#### Aim
Rewrite the GPU timing post from "I measured the" up to and including "lot of dependancies.", changing "Geforce" to "GeForce" everywhere in that part.
╭─ Supplied passage
I measured the times with the cutCreateTimer method and with CUDA profiler.
I did a lot of testing now:
Windows:
Geforce GTX260 : 18 seconds
Geforce GTX275 : 18 seconds
Geforce GTX285 : 64 seconds
Geforce 8800 512: 99 seconds
Linux:
Geforce GTX285: 84 seconds
Tesla C1060 : 84 seconds
So i think there is a problem with linux. But i dont know why the gtx285 under windows is so slow, because from the specs the 275 is much more like then the 260.
I can post the kernel and the kernelcall but a .cu isn’t possible so easily because there a lot of dependancies.
╰─
╭─ Data supplied
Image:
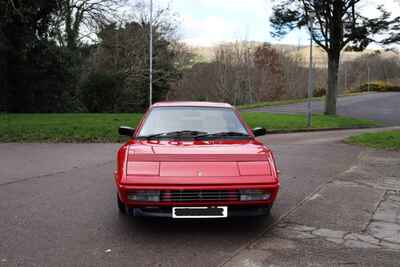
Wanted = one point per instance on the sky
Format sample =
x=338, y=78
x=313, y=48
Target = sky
x=209, y=22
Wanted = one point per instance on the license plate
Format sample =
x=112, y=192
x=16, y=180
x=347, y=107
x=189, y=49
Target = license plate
x=199, y=212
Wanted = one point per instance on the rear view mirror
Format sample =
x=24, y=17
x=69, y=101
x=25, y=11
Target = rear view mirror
x=259, y=131
x=125, y=130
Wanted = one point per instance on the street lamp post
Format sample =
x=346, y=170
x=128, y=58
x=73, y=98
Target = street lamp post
x=151, y=55
x=310, y=72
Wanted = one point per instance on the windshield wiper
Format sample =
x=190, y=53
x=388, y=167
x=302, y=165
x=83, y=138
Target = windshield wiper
x=173, y=134
x=221, y=134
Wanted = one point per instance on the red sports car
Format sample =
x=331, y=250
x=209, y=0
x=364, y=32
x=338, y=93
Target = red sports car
x=195, y=160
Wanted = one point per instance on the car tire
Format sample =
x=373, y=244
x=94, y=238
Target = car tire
x=121, y=205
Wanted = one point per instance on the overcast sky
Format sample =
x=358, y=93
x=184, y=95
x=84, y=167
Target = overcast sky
x=206, y=22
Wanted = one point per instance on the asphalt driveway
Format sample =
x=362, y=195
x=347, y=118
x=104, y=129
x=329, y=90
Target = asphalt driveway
x=382, y=107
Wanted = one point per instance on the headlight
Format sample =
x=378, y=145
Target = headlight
x=145, y=195
x=250, y=194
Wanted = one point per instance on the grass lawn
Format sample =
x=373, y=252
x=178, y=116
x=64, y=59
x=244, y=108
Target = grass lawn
x=389, y=140
x=289, y=101
x=87, y=127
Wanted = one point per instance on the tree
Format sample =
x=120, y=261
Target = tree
x=79, y=19
x=338, y=23
x=32, y=73
x=123, y=51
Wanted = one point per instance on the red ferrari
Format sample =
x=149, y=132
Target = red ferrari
x=195, y=160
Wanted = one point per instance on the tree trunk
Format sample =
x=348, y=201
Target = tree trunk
x=333, y=68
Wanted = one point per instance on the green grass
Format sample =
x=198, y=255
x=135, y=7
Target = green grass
x=295, y=122
x=389, y=140
x=83, y=127
x=289, y=101
x=87, y=127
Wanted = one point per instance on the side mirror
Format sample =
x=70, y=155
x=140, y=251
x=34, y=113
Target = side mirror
x=259, y=131
x=125, y=130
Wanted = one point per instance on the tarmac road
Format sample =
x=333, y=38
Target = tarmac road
x=58, y=208
x=382, y=107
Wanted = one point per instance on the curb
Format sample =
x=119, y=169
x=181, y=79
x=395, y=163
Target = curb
x=283, y=131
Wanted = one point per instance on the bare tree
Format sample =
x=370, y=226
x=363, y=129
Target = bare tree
x=79, y=19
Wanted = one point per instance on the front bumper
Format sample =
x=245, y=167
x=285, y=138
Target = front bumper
x=233, y=211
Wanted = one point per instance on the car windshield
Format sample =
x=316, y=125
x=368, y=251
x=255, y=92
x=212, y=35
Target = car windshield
x=193, y=120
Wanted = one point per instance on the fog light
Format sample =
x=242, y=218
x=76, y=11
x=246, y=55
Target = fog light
x=251, y=195
x=145, y=195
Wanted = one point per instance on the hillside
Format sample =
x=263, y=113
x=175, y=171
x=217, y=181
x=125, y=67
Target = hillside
x=206, y=53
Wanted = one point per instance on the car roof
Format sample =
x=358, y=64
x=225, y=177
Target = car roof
x=192, y=104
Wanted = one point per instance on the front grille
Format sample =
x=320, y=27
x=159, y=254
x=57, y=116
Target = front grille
x=199, y=195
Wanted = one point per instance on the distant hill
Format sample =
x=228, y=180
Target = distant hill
x=207, y=53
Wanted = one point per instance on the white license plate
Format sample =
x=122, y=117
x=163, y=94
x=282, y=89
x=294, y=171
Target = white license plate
x=200, y=212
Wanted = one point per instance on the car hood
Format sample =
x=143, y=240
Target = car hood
x=196, y=159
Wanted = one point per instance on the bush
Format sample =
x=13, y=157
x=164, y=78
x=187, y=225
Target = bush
x=319, y=92
x=377, y=86
x=100, y=92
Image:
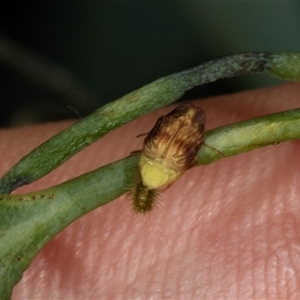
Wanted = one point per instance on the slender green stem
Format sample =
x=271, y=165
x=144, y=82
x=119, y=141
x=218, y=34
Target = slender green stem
x=29, y=221
x=64, y=145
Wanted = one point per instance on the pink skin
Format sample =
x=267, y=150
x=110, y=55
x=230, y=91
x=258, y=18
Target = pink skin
x=228, y=230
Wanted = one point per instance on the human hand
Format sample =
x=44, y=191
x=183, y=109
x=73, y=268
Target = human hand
╰─
#### Exercise answer
I measured the times with the cutCreateTimer method and with CUDA profiler.
I did a lot of testing now:
Windows:
GeForce GTX260 : 18 seconds
GeForce GTX275 : 18 seconds
GeForce GTX285 : 64 seconds
GeForce 8800 512: 99 seconds
Linux:
GeForce GTX285: 84 seconds
Tesla C1060 : 84 seconds
So i think there is a problem with linux. But i dont know why the gtx285 under windows is so slow, because from the specs the 275 is much more like then the 260.
I can post the kernel and the kernelcall but a .cu isn’t possible so easily because there a lot of dependancies.